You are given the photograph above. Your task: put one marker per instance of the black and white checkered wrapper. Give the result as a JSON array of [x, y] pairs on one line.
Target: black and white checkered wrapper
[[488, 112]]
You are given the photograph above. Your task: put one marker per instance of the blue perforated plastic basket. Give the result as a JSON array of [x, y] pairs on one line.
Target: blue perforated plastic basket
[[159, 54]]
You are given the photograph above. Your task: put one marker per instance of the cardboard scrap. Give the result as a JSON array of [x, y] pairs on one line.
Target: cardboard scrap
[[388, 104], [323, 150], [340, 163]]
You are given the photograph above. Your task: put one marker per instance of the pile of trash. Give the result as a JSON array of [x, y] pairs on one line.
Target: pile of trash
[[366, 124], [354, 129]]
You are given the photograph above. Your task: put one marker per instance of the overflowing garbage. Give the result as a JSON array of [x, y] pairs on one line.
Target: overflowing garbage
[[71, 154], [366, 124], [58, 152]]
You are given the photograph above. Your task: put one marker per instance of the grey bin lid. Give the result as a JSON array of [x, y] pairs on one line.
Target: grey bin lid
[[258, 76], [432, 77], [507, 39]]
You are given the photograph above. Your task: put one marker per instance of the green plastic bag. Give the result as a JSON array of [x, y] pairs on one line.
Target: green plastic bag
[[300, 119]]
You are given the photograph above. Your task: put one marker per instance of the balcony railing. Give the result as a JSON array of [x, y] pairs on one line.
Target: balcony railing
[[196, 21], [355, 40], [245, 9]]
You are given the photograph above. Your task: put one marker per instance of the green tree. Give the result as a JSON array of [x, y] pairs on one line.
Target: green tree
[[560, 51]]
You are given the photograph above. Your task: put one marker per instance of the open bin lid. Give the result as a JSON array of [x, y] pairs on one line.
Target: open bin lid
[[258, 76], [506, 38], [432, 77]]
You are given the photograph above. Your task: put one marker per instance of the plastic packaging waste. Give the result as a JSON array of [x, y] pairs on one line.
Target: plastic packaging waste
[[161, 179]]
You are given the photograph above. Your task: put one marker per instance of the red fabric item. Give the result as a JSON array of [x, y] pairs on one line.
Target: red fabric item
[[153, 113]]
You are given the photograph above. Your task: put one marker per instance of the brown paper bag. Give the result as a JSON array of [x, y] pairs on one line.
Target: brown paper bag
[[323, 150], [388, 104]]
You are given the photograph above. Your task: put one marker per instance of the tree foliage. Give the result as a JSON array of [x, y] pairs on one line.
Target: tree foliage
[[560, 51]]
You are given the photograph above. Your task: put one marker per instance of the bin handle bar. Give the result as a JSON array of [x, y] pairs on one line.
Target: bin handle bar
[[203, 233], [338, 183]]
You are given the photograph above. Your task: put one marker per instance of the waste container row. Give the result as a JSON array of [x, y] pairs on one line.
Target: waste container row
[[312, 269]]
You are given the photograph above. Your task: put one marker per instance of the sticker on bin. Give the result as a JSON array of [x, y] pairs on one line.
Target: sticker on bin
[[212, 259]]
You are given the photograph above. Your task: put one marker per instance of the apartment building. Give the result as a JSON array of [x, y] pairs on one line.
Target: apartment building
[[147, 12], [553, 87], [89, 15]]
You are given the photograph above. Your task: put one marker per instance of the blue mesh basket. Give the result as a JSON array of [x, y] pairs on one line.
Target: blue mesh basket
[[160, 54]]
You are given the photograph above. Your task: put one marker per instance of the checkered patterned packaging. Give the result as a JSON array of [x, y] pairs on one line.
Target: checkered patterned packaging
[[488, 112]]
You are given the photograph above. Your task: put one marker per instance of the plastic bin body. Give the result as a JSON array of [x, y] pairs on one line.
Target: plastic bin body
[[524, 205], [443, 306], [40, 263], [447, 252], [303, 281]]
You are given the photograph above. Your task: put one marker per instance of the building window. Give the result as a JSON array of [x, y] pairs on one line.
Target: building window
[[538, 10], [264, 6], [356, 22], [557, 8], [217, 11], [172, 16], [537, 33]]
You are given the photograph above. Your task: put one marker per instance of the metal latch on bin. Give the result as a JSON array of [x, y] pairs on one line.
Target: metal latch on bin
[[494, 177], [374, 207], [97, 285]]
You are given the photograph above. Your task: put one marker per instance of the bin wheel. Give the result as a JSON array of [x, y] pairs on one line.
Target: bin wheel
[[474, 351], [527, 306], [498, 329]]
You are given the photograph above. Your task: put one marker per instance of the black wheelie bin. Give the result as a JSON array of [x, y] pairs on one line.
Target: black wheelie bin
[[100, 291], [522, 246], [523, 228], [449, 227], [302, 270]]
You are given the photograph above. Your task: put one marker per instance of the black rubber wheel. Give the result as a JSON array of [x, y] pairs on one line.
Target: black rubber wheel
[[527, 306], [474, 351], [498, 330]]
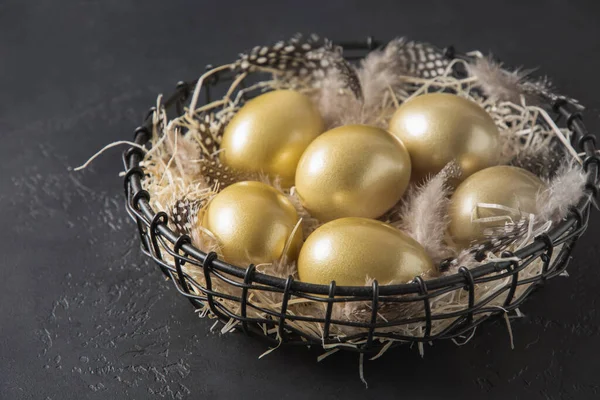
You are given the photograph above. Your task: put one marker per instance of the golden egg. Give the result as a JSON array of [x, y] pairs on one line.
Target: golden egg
[[438, 128], [513, 189], [252, 223], [347, 250], [270, 133], [352, 171]]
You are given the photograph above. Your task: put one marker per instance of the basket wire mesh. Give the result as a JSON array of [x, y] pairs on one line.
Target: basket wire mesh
[[553, 249]]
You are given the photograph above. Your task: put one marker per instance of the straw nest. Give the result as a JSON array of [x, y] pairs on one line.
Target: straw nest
[[183, 171]]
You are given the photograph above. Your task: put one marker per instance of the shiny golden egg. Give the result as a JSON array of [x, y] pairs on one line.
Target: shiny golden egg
[[352, 171], [438, 128], [269, 134], [253, 223], [348, 250], [489, 199]]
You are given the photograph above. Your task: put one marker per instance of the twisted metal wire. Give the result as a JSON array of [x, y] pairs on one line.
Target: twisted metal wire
[[156, 238]]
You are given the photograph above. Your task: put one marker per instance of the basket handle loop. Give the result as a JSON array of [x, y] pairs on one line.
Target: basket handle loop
[[423, 292], [244, 300]]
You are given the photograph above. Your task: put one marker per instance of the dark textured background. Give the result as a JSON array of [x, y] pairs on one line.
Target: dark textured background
[[84, 315]]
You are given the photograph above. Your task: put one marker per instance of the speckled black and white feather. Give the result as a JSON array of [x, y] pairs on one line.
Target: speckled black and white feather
[[504, 85]]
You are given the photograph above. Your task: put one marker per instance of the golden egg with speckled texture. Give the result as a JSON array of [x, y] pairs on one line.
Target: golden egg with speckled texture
[[252, 223], [438, 128], [269, 134], [348, 250], [352, 171], [509, 187]]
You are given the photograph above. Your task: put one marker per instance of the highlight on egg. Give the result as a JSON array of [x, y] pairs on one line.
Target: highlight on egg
[[269, 134], [438, 128], [348, 250], [253, 224], [489, 199], [352, 171]]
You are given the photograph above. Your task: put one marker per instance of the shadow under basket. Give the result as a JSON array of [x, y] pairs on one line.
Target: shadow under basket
[[176, 256]]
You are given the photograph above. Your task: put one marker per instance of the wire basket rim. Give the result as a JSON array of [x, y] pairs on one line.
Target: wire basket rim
[[575, 224]]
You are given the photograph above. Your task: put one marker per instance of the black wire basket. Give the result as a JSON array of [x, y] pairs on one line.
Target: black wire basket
[[372, 333]]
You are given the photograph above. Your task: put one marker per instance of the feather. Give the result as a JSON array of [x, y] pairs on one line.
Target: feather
[[181, 152], [423, 215], [563, 191], [337, 106], [543, 161], [496, 82]]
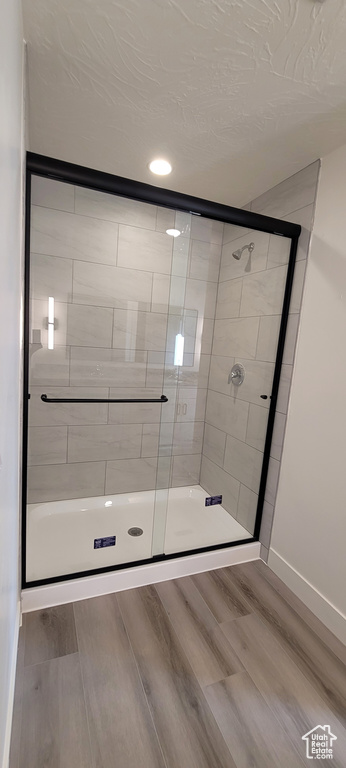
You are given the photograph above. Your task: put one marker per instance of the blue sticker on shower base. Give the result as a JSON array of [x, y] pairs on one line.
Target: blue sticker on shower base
[[107, 541], [211, 500]]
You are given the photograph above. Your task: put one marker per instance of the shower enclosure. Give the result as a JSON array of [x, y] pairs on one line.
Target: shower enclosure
[[155, 327]]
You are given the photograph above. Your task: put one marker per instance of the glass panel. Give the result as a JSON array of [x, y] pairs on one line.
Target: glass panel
[[119, 309], [99, 293], [251, 285]]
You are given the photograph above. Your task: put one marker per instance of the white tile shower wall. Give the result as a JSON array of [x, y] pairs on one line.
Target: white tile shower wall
[[120, 284], [248, 313]]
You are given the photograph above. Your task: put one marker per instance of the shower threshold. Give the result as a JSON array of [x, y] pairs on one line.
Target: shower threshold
[[61, 535]]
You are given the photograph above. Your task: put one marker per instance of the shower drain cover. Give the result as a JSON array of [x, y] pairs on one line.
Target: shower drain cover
[[135, 531]]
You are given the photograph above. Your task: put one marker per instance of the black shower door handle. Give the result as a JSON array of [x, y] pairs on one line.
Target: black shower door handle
[[45, 399]]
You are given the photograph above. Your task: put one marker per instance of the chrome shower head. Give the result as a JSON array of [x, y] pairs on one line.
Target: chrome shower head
[[237, 254]]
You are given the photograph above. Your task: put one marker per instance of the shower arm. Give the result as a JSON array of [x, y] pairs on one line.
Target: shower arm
[[45, 399]]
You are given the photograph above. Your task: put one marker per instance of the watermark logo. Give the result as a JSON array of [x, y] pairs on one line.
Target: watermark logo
[[319, 743]]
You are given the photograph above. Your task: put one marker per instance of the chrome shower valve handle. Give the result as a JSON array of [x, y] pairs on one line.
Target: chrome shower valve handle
[[237, 375]]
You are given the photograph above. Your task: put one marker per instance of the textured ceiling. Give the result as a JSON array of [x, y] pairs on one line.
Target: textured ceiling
[[238, 94]]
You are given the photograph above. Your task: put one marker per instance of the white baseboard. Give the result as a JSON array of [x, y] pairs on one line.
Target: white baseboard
[[318, 604], [116, 581], [8, 729]]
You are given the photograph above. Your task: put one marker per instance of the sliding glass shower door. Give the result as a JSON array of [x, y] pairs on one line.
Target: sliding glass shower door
[[143, 442]]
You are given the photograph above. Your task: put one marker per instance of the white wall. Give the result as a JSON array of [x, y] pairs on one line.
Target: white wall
[[309, 533], [11, 50]]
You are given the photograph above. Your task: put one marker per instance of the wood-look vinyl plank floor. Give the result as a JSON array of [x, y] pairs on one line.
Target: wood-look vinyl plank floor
[[293, 700], [320, 665], [248, 726], [121, 728], [217, 670], [206, 647], [186, 728], [223, 598], [18, 701], [54, 732], [331, 641]]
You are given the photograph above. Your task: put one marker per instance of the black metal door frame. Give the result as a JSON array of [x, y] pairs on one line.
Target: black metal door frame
[[39, 165]]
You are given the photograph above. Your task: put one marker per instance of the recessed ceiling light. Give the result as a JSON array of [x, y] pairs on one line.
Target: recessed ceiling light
[[173, 232], [160, 167]]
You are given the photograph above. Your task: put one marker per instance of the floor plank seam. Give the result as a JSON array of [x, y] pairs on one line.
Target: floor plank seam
[[83, 689], [142, 684]]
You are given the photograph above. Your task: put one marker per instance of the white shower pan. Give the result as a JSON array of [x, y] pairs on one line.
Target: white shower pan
[[61, 534]]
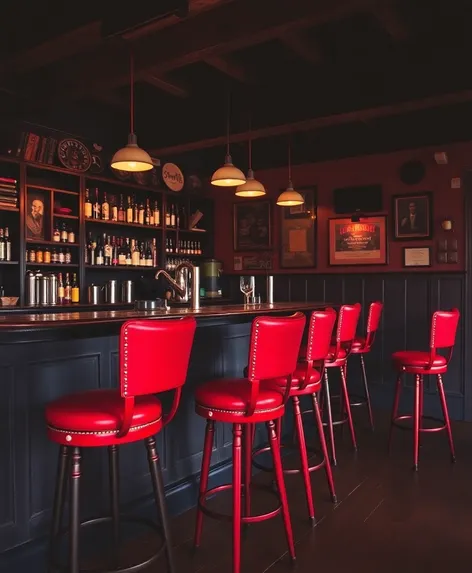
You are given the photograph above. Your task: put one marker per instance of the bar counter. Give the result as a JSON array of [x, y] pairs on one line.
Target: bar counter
[[46, 355]]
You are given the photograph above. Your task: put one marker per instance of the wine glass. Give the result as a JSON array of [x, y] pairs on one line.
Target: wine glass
[[246, 285]]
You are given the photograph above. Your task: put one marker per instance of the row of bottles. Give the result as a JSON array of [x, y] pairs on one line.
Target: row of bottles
[[63, 234], [119, 251], [49, 256], [133, 211], [5, 245], [183, 247], [49, 289]]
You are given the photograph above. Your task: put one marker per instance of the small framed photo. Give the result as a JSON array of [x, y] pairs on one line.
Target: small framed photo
[[412, 216], [416, 256]]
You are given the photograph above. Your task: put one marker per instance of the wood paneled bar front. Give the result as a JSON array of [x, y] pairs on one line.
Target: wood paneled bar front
[[43, 356]]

+++++

• **WORK TO DO**:
Rewrite the entries starting with the line containing "of the feather." and going on through the line containing "[[135, 531]]", keeping the requests and raising every x and y coordinate in the answers by 9. Leave the pictures out.

• **SOLUTION TO THIS PROBLEM**:
You are given the photograph above. Your task: put one marker per instance of the feather. Give the result as a JSON array of [x, y] pairs on one line.
Target: feather
[[190, 161], [432, 224], [572, 200], [346, 115], [552, 170], [505, 91]]
You are given the photograph above. Your task: put one marker per instance of the blue sticker on shower base. Give the result as a JSON array of [x, y] pairs on one line.
Target: blue sticker on shower base
[[116, 550], [220, 509]]
You are given the photograph above. Your task: put one marker per instance of the shower enclosure. Give the result as a JSON array of [x, y] pairs on one line.
Target: shower enclosure
[[164, 336]]
You are given the photograph above. Your task: put one marker per instance of the glass panel. Give the result as a JSON array of [x, y] pairs on one line.
Target: glass panel
[[128, 318], [108, 302], [260, 294]]
You are given the photograph above. Your task: put one marker per instance of the white tile shower wall. Give the result as a JSON array of [x, y] pairs on one line.
Target: white tile shower wall
[[129, 293], [257, 322]]
You are given the photograph above. Your task: put one marker per instance of the shower threshold. Give the result as a JSON array of [x, y] pairs on one line.
Target: shower threshold
[[70, 544]]
You are given the photograph above. Your task: put one marker per instance of the shower drain cover. Give the result as a JSON array of [x, y] pairs on one line.
Target: shower drain cover
[[144, 540]]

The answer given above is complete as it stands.